**Source passage**.

....................

Andrew Weissmann, former top prosecutor for Robert Mueller’s special counsel team investigating the president, lamented in an interview published Monday in The Atlantic that they could not do more.
Mueller’s report, which came out in early 2019, said there was no evidence of criminal conspiracy, cooperation, or coordination between the Trump campaign and Russia, and declined to make a judgment on whether President Trump had obstructed justice.
Weissman said that the special counsel was hampered by internal divisions and that Mueller’s integrity allowed Trump to escape accountability.
“There’s no question I was frustrated at the time,” he said in the interview. “There was more that could be done that we didn’t do.”
In his new book on the investigation, Where the Law Ends, he claims that the president’s ability and threats to shut down the special counsel also caused them to pull their punches.
For example, he said the special counsel shied away from subpoenaing Don Trump Jr. to testify about his notorious June 2016 meeting in Trump Tower with a Russian lawyer offering dirt on Hillary Clinton, or subpoenaing Ivanka Trump.

....................

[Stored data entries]
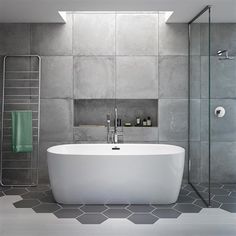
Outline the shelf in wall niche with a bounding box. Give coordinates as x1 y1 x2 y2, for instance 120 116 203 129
74 99 158 128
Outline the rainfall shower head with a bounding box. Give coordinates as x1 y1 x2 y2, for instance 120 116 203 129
217 50 234 60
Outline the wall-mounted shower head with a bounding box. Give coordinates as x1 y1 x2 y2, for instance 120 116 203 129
217 49 234 60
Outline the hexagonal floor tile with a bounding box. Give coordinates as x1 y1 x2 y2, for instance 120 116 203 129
54 209 83 218
33 203 60 213
80 204 107 213
174 203 202 213
128 213 158 224
76 213 107 224
21 191 46 199
220 203 236 213
13 199 40 208
4 188 27 195
127 204 154 213
152 209 181 218
103 208 132 218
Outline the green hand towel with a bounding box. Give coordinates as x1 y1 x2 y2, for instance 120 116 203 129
11 111 33 152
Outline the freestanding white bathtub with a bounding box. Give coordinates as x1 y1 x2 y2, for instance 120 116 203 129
47 144 185 204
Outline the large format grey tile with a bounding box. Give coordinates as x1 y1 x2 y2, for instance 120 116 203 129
41 56 73 98
74 57 115 99
31 14 72 56
41 99 73 142
159 56 188 98
159 14 188 55
159 99 188 141
116 14 158 55
0 24 30 55
73 14 115 55
116 56 158 99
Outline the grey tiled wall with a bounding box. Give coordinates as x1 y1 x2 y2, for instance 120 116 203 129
0 12 189 182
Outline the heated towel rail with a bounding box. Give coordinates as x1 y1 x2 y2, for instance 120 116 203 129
0 55 41 186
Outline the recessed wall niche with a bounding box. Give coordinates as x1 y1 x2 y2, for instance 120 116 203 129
74 99 158 127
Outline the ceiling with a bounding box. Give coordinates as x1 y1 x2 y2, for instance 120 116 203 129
0 0 236 23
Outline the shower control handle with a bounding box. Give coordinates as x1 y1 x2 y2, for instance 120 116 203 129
215 107 225 118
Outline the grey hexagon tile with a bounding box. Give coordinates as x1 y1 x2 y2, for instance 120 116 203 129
106 204 129 208
213 196 236 203
4 188 27 195
127 204 154 213
54 209 83 218
33 203 60 213
174 203 202 213
103 209 132 218
177 195 195 203
80 204 107 213
128 213 158 224
220 204 236 213
152 209 181 218
13 199 40 208
21 192 46 199
77 213 107 224
58 203 83 209
27 185 50 192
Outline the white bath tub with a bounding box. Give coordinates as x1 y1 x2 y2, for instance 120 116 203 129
47 144 185 204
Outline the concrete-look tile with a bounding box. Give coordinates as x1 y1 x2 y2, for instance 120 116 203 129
159 14 188 55
77 213 107 224
80 204 107 213
74 57 115 99
174 203 202 213
152 209 181 218
210 99 236 142
116 56 158 99
0 24 30 55
128 213 158 224
13 199 40 208
31 14 72 56
159 99 188 141
103 208 132 218
73 14 115 55
211 142 236 183
159 56 188 98
33 203 60 213
116 14 158 55
54 209 83 218
41 56 73 98
127 204 154 213
41 99 73 142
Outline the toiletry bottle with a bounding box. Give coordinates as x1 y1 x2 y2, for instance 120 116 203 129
147 116 152 126
143 119 147 126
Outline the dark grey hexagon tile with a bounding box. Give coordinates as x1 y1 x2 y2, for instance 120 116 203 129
21 192 46 199
194 199 221 208
106 204 129 208
152 203 176 209
4 188 27 195
174 203 202 213
103 208 132 218
33 203 60 213
76 213 107 224
80 204 107 213
127 204 154 213
152 209 181 218
27 185 50 192
13 199 40 208
213 196 236 203
220 203 236 213
128 213 158 224
58 203 83 209
177 195 195 203
54 209 83 218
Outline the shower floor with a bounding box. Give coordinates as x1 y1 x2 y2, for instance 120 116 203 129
0 184 236 224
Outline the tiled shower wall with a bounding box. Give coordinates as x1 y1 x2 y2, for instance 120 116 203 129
0 12 188 183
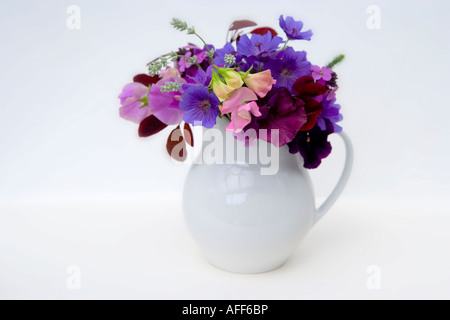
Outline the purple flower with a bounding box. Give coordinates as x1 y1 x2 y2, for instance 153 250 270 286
264 47 311 94
237 31 284 56
280 15 312 41
180 85 220 128
119 82 152 124
148 77 186 125
248 88 307 147
311 66 333 82
316 93 343 133
288 120 334 169
214 42 236 67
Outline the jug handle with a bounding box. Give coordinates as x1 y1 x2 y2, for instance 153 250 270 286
314 132 353 223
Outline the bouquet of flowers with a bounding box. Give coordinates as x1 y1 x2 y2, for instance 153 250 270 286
119 16 344 169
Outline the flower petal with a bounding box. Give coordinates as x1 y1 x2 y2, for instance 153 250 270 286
139 115 167 138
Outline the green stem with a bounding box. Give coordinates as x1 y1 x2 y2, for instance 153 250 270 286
194 32 216 66
327 54 345 69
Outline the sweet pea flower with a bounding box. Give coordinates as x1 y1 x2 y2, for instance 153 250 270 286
119 82 152 124
311 66 333 81
226 101 261 134
244 70 277 98
219 87 261 133
159 67 180 80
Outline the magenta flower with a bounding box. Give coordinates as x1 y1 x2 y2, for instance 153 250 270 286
311 66 333 81
148 77 186 125
119 82 152 124
245 88 307 147
264 47 311 93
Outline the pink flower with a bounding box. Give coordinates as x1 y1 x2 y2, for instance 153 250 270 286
226 101 261 133
311 66 333 81
119 82 152 124
219 87 261 133
159 67 180 80
148 77 186 125
244 70 277 98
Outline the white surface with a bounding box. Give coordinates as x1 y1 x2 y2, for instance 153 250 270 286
0 0 450 298
0 198 450 299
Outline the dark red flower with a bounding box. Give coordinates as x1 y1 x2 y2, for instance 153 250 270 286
133 74 161 87
292 76 327 131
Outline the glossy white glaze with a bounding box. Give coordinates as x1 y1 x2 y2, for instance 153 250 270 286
183 120 351 273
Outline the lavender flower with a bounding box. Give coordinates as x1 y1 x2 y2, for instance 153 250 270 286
280 15 312 41
264 47 311 94
180 85 220 128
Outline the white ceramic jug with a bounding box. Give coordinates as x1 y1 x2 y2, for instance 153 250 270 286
183 119 353 273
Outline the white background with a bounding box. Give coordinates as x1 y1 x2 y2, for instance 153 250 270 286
0 0 450 299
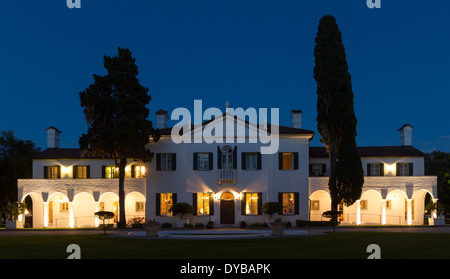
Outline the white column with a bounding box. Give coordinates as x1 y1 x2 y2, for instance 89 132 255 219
381 199 386 225
44 202 49 228
69 202 75 228
356 200 361 225
95 202 100 227
406 199 412 225
431 199 438 218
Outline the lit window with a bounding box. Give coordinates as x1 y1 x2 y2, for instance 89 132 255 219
44 166 61 179
311 201 320 210
283 153 294 170
197 153 209 170
359 200 368 210
161 193 173 216
59 202 69 212
133 165 145 178
245 152 258 170
73 166 88 179
386 200 392 209
397 163 409 176
309 164 325 176
105 166 119 178
197 193 213 215
245 193 258 215
161 154 173 170
283 193 295 214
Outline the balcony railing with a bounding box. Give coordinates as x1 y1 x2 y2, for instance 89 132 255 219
218 169 236 184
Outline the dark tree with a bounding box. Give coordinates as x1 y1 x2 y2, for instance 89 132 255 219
314 15 364 224
425 151 450 214
78 48 159 227
0 131 40 212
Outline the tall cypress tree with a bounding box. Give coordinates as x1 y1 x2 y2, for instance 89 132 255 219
314 15 364 225
78 48 159 227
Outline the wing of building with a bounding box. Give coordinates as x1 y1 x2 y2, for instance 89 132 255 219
18 110 437 228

....................

**Action item A**.
Using the article on Andrew Weissmann, decide whether each statement agrees with it. Answer yes or no for each and quote the words that decide it. (i) Mueller's report came out in early 2019. (ii) The special counsel subpoenaed Ivanka Trump. (iii) The interview was published in The Atlantic.
**Action item B**.
According to the article on Andrew Weissmann, what is the title of his new book on the investigation?
**Action item C**.
Repeat word for word the part of the article on Andrew Weissmann from "In his new book" up to and including "pull their punches.".

**Answer space A**.
(i) Yes: "which came out in early 2019"
(ii) No: "the special counsel shied away from subpoenaing Don Trump Jr. to testify about his notorious June 2016 meeting in Trump Tower with a Russian lawyer offering dirt on Hillary Clinton, or subpoenaing Ivanka Trump"
(iii) Yes: "in an interview published Monday in The Atlantic"

**Answer space B**.
Where the Law Ends

**Answer space C**.
In his new book on the investigation, Where the Law Ends, he claims that the president’s ability and threats to shut down the special counsel also caused them to pull their punches.